**Given task**
Switch "pin" to "mark" everywhere in the records below and copy them out with nothing else changed. Leave the pictures out of your answer.

(Collected data)
--
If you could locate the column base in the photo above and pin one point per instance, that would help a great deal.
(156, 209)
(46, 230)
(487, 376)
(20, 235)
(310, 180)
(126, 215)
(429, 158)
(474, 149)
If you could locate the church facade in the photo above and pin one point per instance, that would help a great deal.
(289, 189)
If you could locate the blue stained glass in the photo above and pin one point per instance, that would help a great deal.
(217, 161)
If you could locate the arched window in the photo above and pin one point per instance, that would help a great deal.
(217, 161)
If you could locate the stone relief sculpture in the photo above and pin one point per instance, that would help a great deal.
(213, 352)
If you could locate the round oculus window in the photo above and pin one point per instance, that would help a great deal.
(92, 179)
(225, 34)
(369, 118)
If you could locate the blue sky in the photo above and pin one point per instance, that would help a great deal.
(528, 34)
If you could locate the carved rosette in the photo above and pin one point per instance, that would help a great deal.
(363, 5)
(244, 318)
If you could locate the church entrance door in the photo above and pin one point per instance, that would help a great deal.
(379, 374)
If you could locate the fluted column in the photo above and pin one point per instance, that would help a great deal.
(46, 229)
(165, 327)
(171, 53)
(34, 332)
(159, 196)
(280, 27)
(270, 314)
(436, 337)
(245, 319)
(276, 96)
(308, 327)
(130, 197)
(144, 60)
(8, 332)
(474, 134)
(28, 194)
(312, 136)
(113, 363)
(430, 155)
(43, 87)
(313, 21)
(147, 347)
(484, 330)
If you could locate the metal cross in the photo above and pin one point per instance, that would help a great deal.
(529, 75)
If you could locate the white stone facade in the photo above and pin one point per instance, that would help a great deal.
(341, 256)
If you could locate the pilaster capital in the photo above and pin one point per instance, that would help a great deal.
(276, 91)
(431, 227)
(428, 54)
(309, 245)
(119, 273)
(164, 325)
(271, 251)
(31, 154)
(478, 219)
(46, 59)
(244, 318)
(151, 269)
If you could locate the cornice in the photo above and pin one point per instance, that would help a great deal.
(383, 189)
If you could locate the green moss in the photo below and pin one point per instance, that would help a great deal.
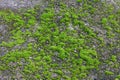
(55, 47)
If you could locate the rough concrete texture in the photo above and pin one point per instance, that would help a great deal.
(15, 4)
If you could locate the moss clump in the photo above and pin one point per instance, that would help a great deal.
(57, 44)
--
**Result of the exercise**
If you could locate the column base in the photo above and mark one point per instance, that would help a great deal.
(156, 209)
(46, 230)
(487, 376)
(20, 235)
(310, 180)
(126, 215)
(429, 158)
(474, 149)
If you could locate the church facade in the photo above and mark one point per instance, that would help a great deal.
(289, 189)
If you could locate the blue stained glass in the photo above and mark one point per instance, that would help a great deal.
(217, 161)
If you could locate the arched window in the photo above and mark one point per instance, that would help a great deal.
(217, 161)
If you could locate the stone relief sculpture in the photo above and mark one point per instance, that would help a great deal.
(213, 352)
If you could locate the round oculus window in the photo above and mark one point per instance, that would help a great deal.
(92, 179)
(225, 34)
(369, 118)
If you could locate the blue sky in the photo above and mark one point per instance, that would help a great deal.
(528, 34)
If you could locate the carved rosette in the photo above and mark one point per instance, that would help a great deal.
(363, 5)
(244, 318)
If you could locate the church entrance door in the photo above and mark one point per instance, that would help a great deal.
(379, 374)
If you could locate the fluted column in the photo above and mark one point per instance, that would help a great deal.
(46, 229)
(165, 327)
(171, 53)
(34, 332)
(159, 196)
(280, 27)
(270, 314)
(436, 337)
(245, 319)
(276, 96)
(308, 327)
(130, 197)
(144, 60)
(8, 332)
(474, 134)
(28, 194)
(312, 136)
(113, 363)
(430, 155)
(43, 87)
(313, 21)
(147, 347)
(484, 330)
If you could locate the metal cross in the photo above and mark one point per instance, that would help a great deal.
(529, 75)
If you could locate the white stone facade in the photo above and mark one point per instance, that would help a great deal.
(341, 256)
If you could locate the pilaster capital in the photo above and mark one point per instance, that would help a great deal.
(276, 91)
(431, 227)
(428, 54)
(309, 245)
(119, 273)
(164, 325)
(271, 251)
(31, 154)
(478, 219)
(46, 59)
(244, 318)
(151, 269)
If you could locate the cornice in the photo above and mark one point per instance, that would help a great deal.
(383, 189)
If you could locate the green moss in the photo below and mark one point per instance, that would help a great deal.
(55, 47)
If you could locate the rough concrete texture in the photo above and mark one point per instance, that would help a great deal.
(15, 4)
If you could locate the moss clump in the photo above and mark one point per instance, that would help a great deal.
(57, 44)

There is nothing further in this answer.